Scale every row: write out all the lines again, requests included, with each box coordinate in the answers multiplied by 1.65 and rounded to a whole number, halves rounded up. Leave the numbers in the requests and their format samples unchanged.

__________

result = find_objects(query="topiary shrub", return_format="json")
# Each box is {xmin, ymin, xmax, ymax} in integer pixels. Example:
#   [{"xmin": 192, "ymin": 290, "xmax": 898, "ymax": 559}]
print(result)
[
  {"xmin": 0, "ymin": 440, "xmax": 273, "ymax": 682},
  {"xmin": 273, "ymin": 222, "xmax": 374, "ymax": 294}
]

__________

## Completed exercise
result = find_objects(query="topiary shrub", return_format="json")
# Each box is {xmin, ymin, xmax, ymax} in integer pixels. Example:
#   [{"xmin": 192, "ymin": 290, "xmax": 898, "ymax": 559}]
print(result)
[
  {"xmin": 0, "ymin": 726, "xmax": 450, "ymax": 1125},
  {"xmin": 450, "ymin": 366, "xmax": 617, "ymax": 485}
]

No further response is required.